[TASK REQUIREMENTS] What lines in the listing below hold the string "metal"? Please copy them out.
*** INPUT ***
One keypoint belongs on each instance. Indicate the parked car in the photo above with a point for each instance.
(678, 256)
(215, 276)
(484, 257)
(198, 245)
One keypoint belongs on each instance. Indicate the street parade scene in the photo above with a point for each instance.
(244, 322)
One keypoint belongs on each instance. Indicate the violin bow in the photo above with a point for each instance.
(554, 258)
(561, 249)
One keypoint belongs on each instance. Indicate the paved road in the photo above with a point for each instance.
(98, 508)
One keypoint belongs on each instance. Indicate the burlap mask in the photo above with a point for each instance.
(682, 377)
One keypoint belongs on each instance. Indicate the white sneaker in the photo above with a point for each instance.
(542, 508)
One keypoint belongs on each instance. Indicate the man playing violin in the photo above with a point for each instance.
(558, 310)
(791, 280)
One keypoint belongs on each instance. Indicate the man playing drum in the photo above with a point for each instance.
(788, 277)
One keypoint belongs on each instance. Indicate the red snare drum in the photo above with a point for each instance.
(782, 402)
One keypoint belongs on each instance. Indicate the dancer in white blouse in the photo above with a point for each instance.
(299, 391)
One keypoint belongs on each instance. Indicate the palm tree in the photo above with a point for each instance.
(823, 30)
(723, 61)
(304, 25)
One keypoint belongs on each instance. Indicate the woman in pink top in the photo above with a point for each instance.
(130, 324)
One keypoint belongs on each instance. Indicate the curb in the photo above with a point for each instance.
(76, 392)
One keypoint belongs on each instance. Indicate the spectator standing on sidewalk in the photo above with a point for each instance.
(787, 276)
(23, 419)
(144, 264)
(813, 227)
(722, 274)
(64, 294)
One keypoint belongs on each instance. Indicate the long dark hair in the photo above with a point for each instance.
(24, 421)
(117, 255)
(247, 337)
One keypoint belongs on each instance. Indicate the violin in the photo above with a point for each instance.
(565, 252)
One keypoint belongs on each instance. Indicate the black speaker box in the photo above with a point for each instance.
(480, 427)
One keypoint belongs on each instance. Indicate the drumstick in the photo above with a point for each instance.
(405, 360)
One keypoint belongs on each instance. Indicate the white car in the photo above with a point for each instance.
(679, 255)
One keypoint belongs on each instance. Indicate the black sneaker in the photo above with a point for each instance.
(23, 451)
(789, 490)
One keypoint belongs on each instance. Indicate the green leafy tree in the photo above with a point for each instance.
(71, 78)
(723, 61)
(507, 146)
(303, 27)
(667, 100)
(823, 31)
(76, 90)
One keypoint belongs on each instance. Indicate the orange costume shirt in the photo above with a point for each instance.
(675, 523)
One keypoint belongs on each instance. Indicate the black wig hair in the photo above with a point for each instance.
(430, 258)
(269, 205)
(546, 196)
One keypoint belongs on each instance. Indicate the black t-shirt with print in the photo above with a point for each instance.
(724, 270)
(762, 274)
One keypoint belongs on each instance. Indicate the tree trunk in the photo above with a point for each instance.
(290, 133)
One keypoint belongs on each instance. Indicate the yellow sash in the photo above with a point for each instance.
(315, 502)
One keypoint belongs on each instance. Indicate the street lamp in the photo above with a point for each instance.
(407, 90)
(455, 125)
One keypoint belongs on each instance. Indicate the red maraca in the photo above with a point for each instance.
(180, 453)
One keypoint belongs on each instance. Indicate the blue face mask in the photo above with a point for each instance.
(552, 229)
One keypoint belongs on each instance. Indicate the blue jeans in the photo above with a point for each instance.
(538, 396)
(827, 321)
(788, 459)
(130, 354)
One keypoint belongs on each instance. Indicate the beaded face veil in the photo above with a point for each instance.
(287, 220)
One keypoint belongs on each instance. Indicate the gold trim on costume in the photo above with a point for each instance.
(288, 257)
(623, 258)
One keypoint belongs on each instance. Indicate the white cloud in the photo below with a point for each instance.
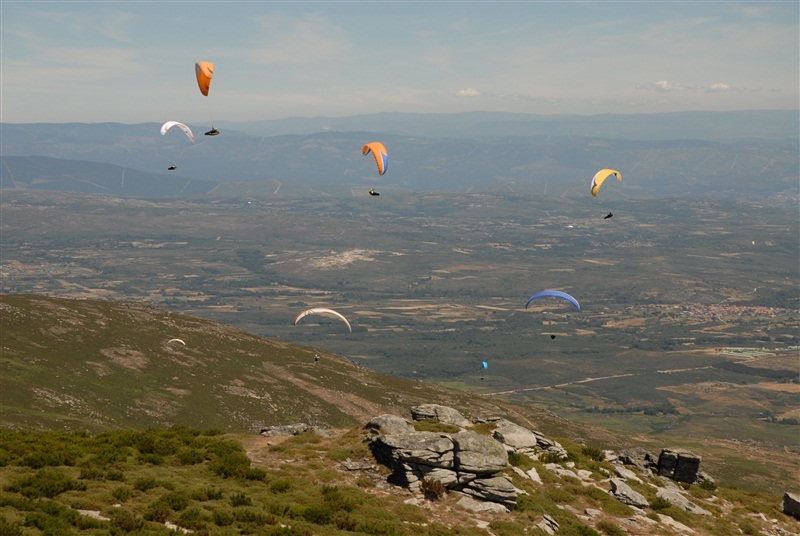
(469, 92)
(663, 86)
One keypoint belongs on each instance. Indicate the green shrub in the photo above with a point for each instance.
(125, 520)
(177, 500)
(230, 464)
(432, 489)
(7, 528)
(593, 453)
(121, 493)
(240, 499)
(207, 494)
(193, 519)
(659, 503)
(281, 485)
(520, 460)
(341, 498)
(707, 485)
(91, 473)
(115, 475)
(222, 518)
(317, 514)
(433, 425)
(145, 484)
(47, 482)
(190, 456)
(158, 512)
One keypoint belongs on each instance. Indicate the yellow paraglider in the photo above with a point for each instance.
(600, 177)
(204, 70)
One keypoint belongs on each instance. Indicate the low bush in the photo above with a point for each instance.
(432, 489)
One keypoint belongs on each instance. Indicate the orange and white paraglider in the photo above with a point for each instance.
(204, 71)
(379, 152)
(601, 176)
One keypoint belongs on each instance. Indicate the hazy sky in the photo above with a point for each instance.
(133, 62)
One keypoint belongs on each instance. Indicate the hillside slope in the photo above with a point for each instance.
(99, 365)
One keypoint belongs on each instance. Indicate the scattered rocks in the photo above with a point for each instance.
(292, 429)
(625, 494)
(791, 504)
(677, 499)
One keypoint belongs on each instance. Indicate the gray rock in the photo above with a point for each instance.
(447, 477)
(624, 494)
(468, 503)
(639, 458)
(389, 425)
(497, 489)
(514, 435)
(443, 413)
(427, 448)
(478, 454)
(791, 504)
(626, 474)
(286, 430)
(678, 500)
(548, 524)
(534, 475)
(681, 466)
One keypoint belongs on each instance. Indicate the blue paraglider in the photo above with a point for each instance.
(555, 294)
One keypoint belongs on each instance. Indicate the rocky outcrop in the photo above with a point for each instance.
(625, 494)
(676, 499)
(466, 462)
(681, 466)
(519, 439)
(389, 425)
(791, 504)
(475, 465)
(442, 413)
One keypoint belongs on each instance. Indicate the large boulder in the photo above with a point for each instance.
(443, 413)
(478, 454)
(514, 435)
(498, 489)
(427, 448)
(791, 504)
(625, 494)
(679, 465)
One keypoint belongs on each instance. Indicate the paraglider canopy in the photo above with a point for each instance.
(379, 152)
(555, 294)
(601, 176)
(186, 130)
(322, 311)
(204, 71)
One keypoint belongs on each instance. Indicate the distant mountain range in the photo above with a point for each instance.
(729, 154)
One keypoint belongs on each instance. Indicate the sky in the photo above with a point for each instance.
(133, 62)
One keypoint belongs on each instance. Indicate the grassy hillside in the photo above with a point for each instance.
(99, 365)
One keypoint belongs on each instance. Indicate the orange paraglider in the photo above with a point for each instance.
(379, 152)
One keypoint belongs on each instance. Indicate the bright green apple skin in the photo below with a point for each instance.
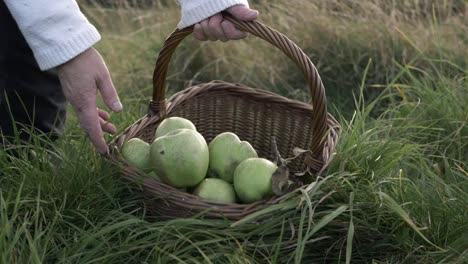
(252, 179)
(227, 151)
(137, 153)
(180, 158)
(173, 123)
(216, 190)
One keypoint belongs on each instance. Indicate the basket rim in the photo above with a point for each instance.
(190, 200)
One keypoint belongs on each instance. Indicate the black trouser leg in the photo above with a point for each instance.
(29, 98)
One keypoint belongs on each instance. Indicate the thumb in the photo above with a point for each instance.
(243, 13)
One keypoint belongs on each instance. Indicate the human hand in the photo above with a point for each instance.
(81, 78)
(216, 28)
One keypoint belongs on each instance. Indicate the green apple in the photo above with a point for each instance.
(216, 190)
(252, 179)
(227, 151)
(137, 153)
(173, 123)
(180, 158)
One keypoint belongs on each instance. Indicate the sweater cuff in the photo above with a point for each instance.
(192, 14)
(60, 53)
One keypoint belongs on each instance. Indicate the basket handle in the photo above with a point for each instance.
(317, 90)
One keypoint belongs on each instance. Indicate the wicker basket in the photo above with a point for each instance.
(254, 115)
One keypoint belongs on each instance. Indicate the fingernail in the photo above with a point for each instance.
(117, 106)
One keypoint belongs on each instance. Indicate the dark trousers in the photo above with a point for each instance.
(30, 99)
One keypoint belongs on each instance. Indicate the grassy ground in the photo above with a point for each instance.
(396, 192)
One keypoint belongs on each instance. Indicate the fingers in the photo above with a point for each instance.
(107, 127)
(216, 28)
(206, 30)
(103, 114)
(91, 123)
(107, 89)
(243, 13)
(198, 33)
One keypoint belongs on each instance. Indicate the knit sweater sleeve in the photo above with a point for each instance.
(194, 11)
(56, 31)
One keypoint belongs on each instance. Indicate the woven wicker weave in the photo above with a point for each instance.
(254, 115)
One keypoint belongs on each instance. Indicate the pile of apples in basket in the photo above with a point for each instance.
(226, 170)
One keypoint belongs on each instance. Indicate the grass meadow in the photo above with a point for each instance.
(396, 77)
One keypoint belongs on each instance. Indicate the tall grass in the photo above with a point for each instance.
(396, 78)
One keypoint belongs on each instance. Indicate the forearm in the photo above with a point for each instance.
(55, 32)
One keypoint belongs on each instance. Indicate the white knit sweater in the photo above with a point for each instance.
(57, 31)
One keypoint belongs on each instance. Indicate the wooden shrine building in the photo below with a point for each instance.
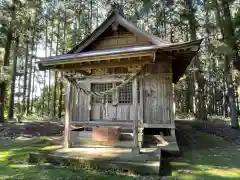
(122, 76)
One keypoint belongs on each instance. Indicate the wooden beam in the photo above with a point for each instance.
(113, 64)
(135, 116)
(68, 115)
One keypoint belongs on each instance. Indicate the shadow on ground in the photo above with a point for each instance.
(203, 156)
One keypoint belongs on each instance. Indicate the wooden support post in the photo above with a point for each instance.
(68, 115)
(140, 130)
(135, 115)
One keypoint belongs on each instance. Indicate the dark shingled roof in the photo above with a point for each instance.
(179, 65)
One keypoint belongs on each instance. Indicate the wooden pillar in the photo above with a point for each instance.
(141, 113)
(68, 115)
(135, 116)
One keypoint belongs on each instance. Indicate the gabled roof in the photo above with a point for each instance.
(183, 52)
(117, 18)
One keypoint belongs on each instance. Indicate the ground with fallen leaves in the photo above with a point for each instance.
(206, 154)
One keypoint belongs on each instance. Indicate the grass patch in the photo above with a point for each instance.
(209, 158)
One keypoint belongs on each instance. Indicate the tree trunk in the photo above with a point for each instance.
(56, 73)
(199, 95)
(231, 42)
(25, 79)
(6, 58)
(14, 68)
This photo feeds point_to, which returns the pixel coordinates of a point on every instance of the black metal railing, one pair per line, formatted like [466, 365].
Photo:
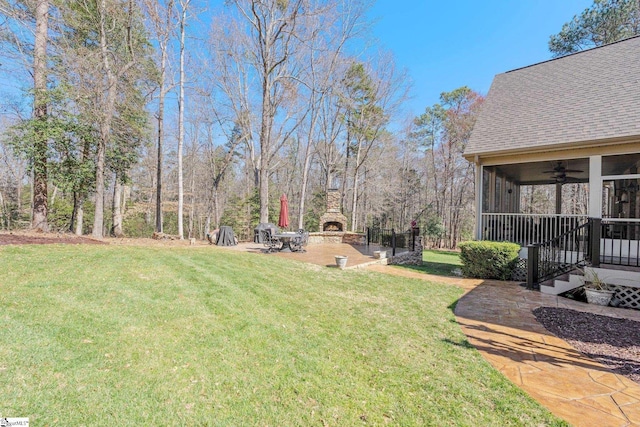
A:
[620, 242]
[526, 229]
[563, 253]
[392, 239]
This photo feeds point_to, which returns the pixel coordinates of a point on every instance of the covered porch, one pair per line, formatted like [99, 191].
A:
[587, 205]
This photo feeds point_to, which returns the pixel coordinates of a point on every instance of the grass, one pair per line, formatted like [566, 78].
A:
[439, 263]
[119, 335]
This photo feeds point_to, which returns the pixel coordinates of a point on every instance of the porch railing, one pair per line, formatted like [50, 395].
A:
[527, 229]
[561, 254]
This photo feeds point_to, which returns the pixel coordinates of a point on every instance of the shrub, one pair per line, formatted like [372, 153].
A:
[488, 260]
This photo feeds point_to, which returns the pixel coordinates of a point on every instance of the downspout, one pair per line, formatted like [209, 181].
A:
[478, 184]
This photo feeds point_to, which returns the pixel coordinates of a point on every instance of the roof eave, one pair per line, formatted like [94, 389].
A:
[476, 157]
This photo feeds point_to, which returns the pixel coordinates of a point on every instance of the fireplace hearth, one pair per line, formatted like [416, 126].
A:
[333, 220]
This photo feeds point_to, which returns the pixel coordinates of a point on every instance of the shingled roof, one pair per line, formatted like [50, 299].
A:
[590, 96]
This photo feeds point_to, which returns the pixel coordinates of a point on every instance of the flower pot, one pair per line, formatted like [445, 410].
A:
[598, 297]
[379, 254]
[341, 261]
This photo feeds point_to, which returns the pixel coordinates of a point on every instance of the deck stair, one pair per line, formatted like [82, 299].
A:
[612, 277]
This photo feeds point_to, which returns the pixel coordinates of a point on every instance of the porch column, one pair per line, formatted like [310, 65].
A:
[595, 187]
[479, 196]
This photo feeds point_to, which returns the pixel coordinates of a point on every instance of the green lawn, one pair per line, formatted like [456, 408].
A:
[439, 263]
[119, 335]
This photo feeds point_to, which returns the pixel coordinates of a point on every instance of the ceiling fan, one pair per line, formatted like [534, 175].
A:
[559, 173]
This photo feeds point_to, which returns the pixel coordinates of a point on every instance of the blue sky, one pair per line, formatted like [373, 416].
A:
[448, 44]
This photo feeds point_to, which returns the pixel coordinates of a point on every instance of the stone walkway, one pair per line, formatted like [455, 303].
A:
[498, 320]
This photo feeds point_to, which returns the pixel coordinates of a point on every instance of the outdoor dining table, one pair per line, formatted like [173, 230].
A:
[286, 237]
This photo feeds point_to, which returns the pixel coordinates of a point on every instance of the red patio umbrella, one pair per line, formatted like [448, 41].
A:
[283, 221]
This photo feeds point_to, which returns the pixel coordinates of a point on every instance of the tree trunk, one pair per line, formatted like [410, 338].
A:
[160, 141]
[183, 18]
[79, 217]
[40, 205]
[116, 228]
[105, 126]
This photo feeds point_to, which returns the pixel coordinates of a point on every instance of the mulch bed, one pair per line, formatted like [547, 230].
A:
[611, 341]
[46, 239]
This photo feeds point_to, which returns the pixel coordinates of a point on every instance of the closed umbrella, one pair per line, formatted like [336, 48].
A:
[283, 221]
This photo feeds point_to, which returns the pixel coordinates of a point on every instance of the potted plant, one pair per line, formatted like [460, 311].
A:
[379, 254]
[341, 261]
[596, 289]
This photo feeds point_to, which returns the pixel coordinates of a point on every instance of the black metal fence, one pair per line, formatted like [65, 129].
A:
[560, 254]
[390, 238]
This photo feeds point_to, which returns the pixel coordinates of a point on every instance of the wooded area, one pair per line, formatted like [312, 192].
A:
[125, 117]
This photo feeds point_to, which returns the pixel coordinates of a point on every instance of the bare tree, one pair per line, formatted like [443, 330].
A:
***
[RESULT]
This photo feeds point_to, which returns the pixel coordinates of a point on every instance of the black metal railing, one pair per line, formatted like [466, 365].
This photo feeds point_to, which returns the pixel coordinates of a point on every instance of the black metal fence, one pair per line, formatted like [65, 129].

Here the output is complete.